### [GIVEN INSTRUCTION]
Please reproduce every item below word for word, omitting the pictures.

-- Start RECORDS PROVIDED --

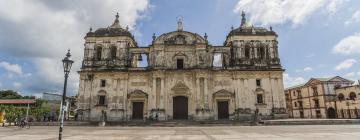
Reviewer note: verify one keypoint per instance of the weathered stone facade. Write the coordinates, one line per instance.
(315, 98)
(185, 77)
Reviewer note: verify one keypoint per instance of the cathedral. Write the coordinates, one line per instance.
(180, 76)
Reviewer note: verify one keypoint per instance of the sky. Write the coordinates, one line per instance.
(317, 38)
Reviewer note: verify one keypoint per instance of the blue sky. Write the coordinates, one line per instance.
(317, 38)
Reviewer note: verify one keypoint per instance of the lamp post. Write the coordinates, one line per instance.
(67, 62)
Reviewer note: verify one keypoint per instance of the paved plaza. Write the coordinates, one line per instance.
(304, 132)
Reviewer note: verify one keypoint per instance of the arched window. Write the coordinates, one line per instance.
(352, 96)
(247, 52)
(260, 99)
(341, 97)
(98, 53)
(102, 98)
(113, 52)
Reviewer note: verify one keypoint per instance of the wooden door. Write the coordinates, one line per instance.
(180, 107)
(138, 110)
(223, 110)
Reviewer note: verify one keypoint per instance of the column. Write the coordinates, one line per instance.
(154, 100)
(206, 93)
(162, 96)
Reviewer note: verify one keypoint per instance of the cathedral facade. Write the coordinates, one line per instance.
(180, 76)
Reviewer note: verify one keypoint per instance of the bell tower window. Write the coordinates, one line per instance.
(113, 52)
(98, 53)
(180, 63)
(247, 52)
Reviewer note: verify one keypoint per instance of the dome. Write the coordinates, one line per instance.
(111, 31)
(248, 29)
(180, 38)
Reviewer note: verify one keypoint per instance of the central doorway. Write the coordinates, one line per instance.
(180, 107)
(331, 113)
(138, 110)
(223, 110)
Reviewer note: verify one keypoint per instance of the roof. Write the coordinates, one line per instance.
(296, 86)
(252, 31)
(319, 79)
(17, 101)
(324, 79)
(249, 30)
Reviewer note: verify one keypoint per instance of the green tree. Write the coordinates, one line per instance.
(9, 94)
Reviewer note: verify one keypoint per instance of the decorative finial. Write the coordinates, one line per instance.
(243, 19)
(116, 23)
(68, 54)
(154, 37)
(117, 15)
(180, 25)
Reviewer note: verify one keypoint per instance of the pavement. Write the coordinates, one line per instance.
(287, 132)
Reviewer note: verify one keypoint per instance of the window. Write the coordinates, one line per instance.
(352, 96)
(299, 93)
(180, 63)
(258, 82)
(113, 52)
(98, 53)
(316, 105)
(318, 114)
(300, 104)
(217, 62)
(102, 100)
(341, 97)
(260, 99)
(247, 52)
(261, 52)
(103, 83)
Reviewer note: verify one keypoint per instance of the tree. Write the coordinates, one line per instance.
(9, 94)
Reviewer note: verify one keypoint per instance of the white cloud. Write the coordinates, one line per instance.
(308, 69)
(292, 81)
(348, 45)
(345, 64)
(310, 55)
(17, 85)
(49, 28)
(217, 60)
(268, 12)
(355, 18)
(350, 74)
(334, 5)
(14, 68)
(304, 69)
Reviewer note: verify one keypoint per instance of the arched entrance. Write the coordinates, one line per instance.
(331, 113)
(137, 104)
(180, 107)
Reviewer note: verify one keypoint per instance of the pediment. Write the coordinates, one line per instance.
(223, 93)
(137, 94)
(179, 38)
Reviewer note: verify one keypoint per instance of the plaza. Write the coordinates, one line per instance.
(288, 132)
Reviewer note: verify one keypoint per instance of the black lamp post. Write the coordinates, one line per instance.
(67, 62)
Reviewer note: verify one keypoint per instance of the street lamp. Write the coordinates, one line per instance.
(67, 62)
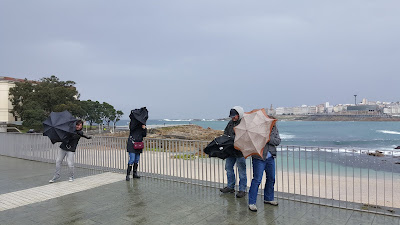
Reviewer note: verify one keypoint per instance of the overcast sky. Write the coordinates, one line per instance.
(197, 59)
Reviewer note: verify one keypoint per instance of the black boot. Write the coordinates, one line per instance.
(135, 165)
(128, 172)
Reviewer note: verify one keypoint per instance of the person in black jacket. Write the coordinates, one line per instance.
(138, 130)
(67, 148)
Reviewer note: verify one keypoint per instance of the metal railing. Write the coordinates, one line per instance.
(362, 180)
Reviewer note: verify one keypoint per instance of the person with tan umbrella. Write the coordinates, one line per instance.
(236, 115)
(257, 136)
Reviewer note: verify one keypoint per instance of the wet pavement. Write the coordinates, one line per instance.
(150, 201)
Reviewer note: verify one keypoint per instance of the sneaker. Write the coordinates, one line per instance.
(240, 194)
(253, 207)
(227, 190)
(274, 203)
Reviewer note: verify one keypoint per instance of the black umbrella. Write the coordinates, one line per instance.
(221, 147)
(58, 125)
(140, 115)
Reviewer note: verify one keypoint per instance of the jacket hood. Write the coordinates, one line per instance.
(239, 110)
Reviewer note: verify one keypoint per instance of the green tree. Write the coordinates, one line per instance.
(117, 117)
(93, 111)
(33, 101)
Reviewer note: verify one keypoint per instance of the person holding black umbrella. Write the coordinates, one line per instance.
(67, 149)
(135, 144)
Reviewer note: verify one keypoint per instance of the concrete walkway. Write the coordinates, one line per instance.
(106, 198)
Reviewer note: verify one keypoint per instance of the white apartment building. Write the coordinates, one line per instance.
(392, 110)
(5, 104)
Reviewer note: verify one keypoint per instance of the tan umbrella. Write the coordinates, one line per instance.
(253, 132)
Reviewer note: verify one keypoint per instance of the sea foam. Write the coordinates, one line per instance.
(388, 132)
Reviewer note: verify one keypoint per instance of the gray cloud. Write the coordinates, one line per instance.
(196, 59)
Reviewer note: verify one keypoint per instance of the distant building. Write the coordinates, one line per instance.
(363, 109)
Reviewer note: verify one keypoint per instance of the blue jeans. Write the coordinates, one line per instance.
(241, 164)
(259, 166)
(133, 158)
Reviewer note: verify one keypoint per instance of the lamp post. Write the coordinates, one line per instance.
(355, 99)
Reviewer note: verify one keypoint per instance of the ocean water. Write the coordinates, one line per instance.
(335, 134)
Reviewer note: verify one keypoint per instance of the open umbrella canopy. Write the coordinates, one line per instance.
(140, 115)
(253, 132)
(58, 125)
(221, 147)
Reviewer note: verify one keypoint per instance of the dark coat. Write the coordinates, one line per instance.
(230, 132)
(136, 134)
(71, 142)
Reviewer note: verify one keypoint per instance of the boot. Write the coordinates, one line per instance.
(135, 165)
(128, 172)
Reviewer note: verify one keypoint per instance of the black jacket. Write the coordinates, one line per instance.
(71, 142)
(136, 134)
(230, 132)
(221, 147)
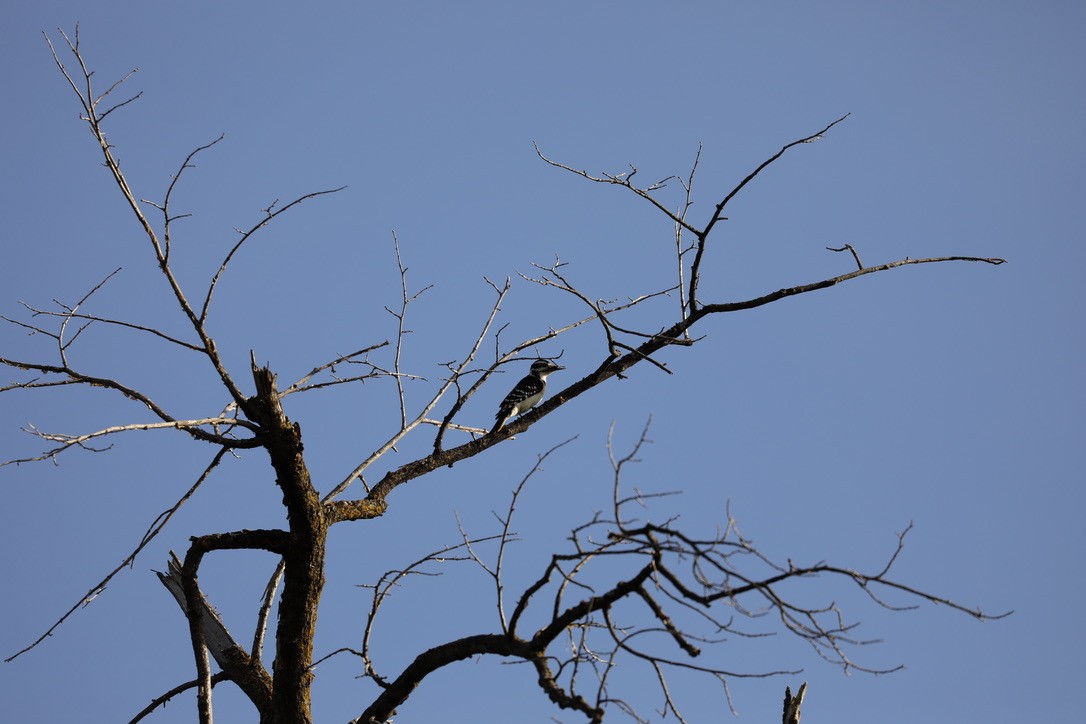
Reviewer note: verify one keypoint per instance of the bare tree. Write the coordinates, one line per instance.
(626, 588)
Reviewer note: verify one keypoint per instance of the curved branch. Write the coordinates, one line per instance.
(153, 530)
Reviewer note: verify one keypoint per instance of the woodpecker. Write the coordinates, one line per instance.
(527, 394)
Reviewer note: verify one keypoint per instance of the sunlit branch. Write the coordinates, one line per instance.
(152, 531)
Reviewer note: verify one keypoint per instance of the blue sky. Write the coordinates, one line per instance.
(948, 396)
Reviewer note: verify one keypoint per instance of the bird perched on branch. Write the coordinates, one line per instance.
(527, 394)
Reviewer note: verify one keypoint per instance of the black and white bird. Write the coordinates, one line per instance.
(527, 394)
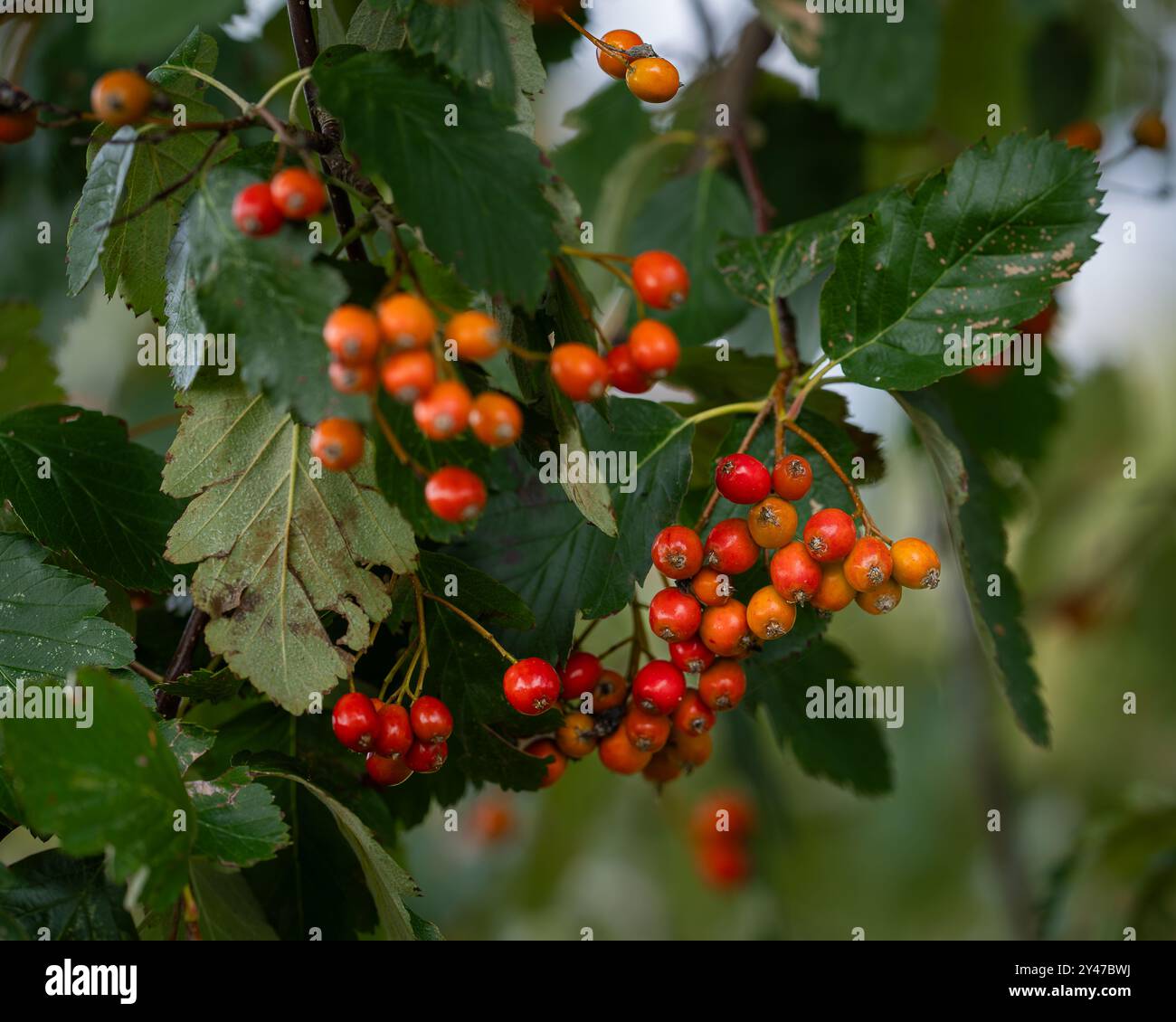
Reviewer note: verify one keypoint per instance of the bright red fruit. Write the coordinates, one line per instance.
(830, 535)
(530, 686)
(354, 721)
(659, 687)
(674, 615)
(742, 478)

-- End RECORDS PROVIDED --

### [RESPONSE]
Reviewer note: verify one keypoint per instance of the weathered stone facade. Write the coordinates, one line per instance.
(315, 98)
(185, 77)
Reviewer note: verify one keypoint per instance of the cathedral. Write the coordinates, one line per instance.
(180, 76)
Reviewer note: verify one keypoint per instance of the sky. Write the coordinates, one line per instance.
(317, 38)
Reviewer note: verify one keypoint per instance of the blue sky. Write the coordinates, one line per instance.
(317, 38)
Reviewer note: verify one keypoint per instance of the lamp post. Write the coordinates, one line per instance.
(67, 62)
Reviewer note: verify one keypoint per instance of the paved plaza. Write the coordinates, one line per instance.
(304, 132)
Reviewer note: verify one keypoint per instance of the arched window. Write the coordinates, one line per instance.
(352, 96)
(247, 52)
(260, 99)
(341, 97)
(98, 53)
(102, 98)
(113, 52)
Reviewer note: verify one keypoint per instance of the wooden door. Write the coordinates, one line per instance.
(180, 107)
(138, 110)
(223, 110)
Reviewer note: verify one keypoint per instance of the column. Write the coordinates, one line per instance.
(154, 100)
(206, 93)
(162, 96)
Reviewer note: verify one keypoint per instance of the cathedral facade. Write the coordinates, one line per instance.
(180, 76)
Reviewer note: verify one keypoint per instance of the bell tower window. Write the coordinates, one line per instance.
(113, 52)
(98, 53)
(180, 63)
(247, 52)
Reviewer note: verify one keypoint per instance of the dome. Write the coordinates, one line per instance.
(111, 31)
(248, 29)
(180, 38)
Reviewer note: verify one keypoint per instance of the central doorway. Write the coordinates, one line per instance.
(180, 107)
(331, 113)
(138, 110)
(223, 110)
Reviewer note: verify one keypoint per instance of the roof. Write the coordinates, one line per instance.
(296, 86)
(252, 31)
(319, 79)
(17, 101)
(324, 79)
(249, 30)
Reviewer note: verify one keypoint per instance of the green tree. Write the coordinates, one line per instance.
(9, 94)
Reviewer note: verify one keypoint per instance of the decorative finial. Write the coordinates, one line per instance.
(243, 19)
(116, 23)
(68, 54)
(154, 37)
(117, 15)
(180, 25)
Reviewer note: verify one keypoint per instance of the pavement. Write the coordinates, one line per instance.
(287, 132)
Reviewer note: verify one keypoint per instance of the window. Write the coordinates, one line per instance.
(352, 96)
(299, 93)
(180, 63)
(258, 82)
(113, 52)
(98, 53)
(316, 105)
(318, 114)
(300, 104)
(217, 62)
(102, 100)
(341, 97)
(260, 99)
(247, 52)
(261, 52)
(103, 83)
Reviewer note: verify one keypoint per instance of the tree. Write the coordinates, one line per instance.
(9, 94)
Reviewer note: verify one keypoint per instance of the white cloud. Write the coordinates, one line per instance.
(308, 69)
(292, 81)
(348, 45)
(345, 64)
(310, 55)
(17, 85)
(49, 28)
(217, 60)
(268, 12)
(355, 18)
(350, 74)
(334, 5)
(14, 68)
(304, 69)
Reviewer note: verify one keypoint per instance of the arched entrance. Write the coordinates, one line per instance.
(331, 113)
(137, 104)
(180, 107)
Reviewer note: verify one keypoint per instance of the pediment. Write the coordinates, one line per instance.
(223, 93)
(137, 94)
(179, 38)
Reviewer note: verify one keypoint per instance of the plaza. Write the coordinates, one line per instance.
(288, 132)
Reviewer note: verify one keypoint per instance of the black lamp post. Write the coordinates, one line per instance.
(67, 62)
Reviewer note: verify one keypoint per instance of the street lamp. Write the coordinates, one line per instance.
(67, 62)
Reviewer note: verify one keypoint per instance of the overcast sky. Write the coordinates, one line per instance.
(197, 59)
Reviewer note: verify one keypoint per instance of the black boot. Write the coordinates, one line per instance.
(135, 165)
(128, 172)
Reviewer note: verify one keypoint per instance of the person in black jacket. Write the coordinates, one line per instance.
(138, 130)
(67, 148)
Reviewer note: verify one keypoint per instance of the metal railing. Write the coordinates, one line per instance.
(362, 180)
Reviewer note: verify one keypoint per instance of the person with tan umbrella. Write the coordinates, one line per instance.
(236, 115)
(257, 136)
Reviewer note: verify one keypoint per instance of the wet pavement. Write the coordinates, one line per instance.
(150, 201)
Reviewer note: verify one keypoint per instance of the sneaker. Write the coordinates, one line per instance.
(240, 194)
(253, 207)
(227, 190)
(274, 203)
Reviewer note: verify one keypoint per instance of the black umbrella. Write the coordinates, one line per instance.
(221, 147)
(58, 125)
(140, 115)
Reviewer note: verify one keypoint per instance of the jacket hood. Write the coordinates, one line per instance.
(239, 110)
Reviewer note: verify one keypoint per instance of the green tree. Write the coordinates, one line per instance.
(117, 117)
(93, 111)
(33, 101)
Reviewer note: verify one keypoint per instance of the person holding black umbrella. Write the coordinates, one line per instance.
(67, 149)
(135, 144)
Reviewer note: verify one keypoint per instance of the concrete walkway. Write the coordinates, one line per instance.
(106, 198)
Reviewer note: verify one keypoint per instance of the white apartment building. Write the coordinates, one line per instance.
(392, 110)
(5, 104)
Reviewer note: verify one keypoint per instance of the tan umbrella. Write the coordinates, one line per instance.
(253, 132)
Reviewer note: verify one keypoint per instance of the sea foam. Write the coordinates, one line per instance.
(388, 132)
Reviewer note: verify one keypoint per instance of the gray cloud. Write the coordinates, one line per instance.
(196, 59)
Reviewer note: verify one keypoint per instance of the distant building. Write the coordinates, one line per instance.
(363, 109)
Reviewer note: verify one keypoint per instance of the blue jeans. Write the coordinates, one line per instance.
(241, 164)
(259, 166)
(133, 158)
Reviewer note: verify one keypoint per instance of the lamp post. Write the coordinates, one line per instance.
(355, 99)
Reviewer note: verify one keypoint per instance of the ocean water. Write the coordinates, one line per instance.
(335, 134)
Reviewer note: verify one keypoint per instance of the open umbrella canopy. Write the coordinates, one line per instance.
(140, 115)
(253, 132)
(58, 125)
(221, 147)
Reviewer note: verify one keypoint per instance of the dark coat. Write the coordinates, one line per instance.
(230, 132)
(136, 134)
(71, 142)
Reviewer note: verify one keypoint per instance of the boot. Write the coordinates, one line per instance.
(135, 165)
(128, 172)
Reviewer note: verify one keypoint per instance of the black jacket. Write the coordinates, one line per instance.
(71, 142)
(136, 134)
(230, 132)
(221, 147)
Reviewer note: verify one keypoint per instance of the bare tree. Write the coordinates, one line per instance.
(626, 588)
Reviewer note: verify one keypoint per instance of the curved branch. Write the coordinates, one line per instance.
(153, 530)
Reviewer note: verify one keypoint per instance of the woodpecker. Write the coordinates, one line per instance.
(527, 394)
Reviewer note: verify one keypoint per instance of the sunlit branch. Write the coordinates, one line per instance.
(152, 531)
Reviewer note: verify one keypoint per instance of the blue sky. Write the coordinates, one line per instance.
(948, 396)
Reviewer note: verify one keypoint per instance of the bird perched on branch. Write the coordinates, one line per instance.
(527, 394)
Reviewer note: verify one keypoint per instance of the black and white bird. Write the coordinates, one line per instance.
(527, 394)
Reviewer note: verify one keypoint per instance of the bright red fruit. Write the coordinates, one line per instance.
(830, 535)
(530, 686)
(354, 721)
(659, 687)
(674, 615)
(742, 478)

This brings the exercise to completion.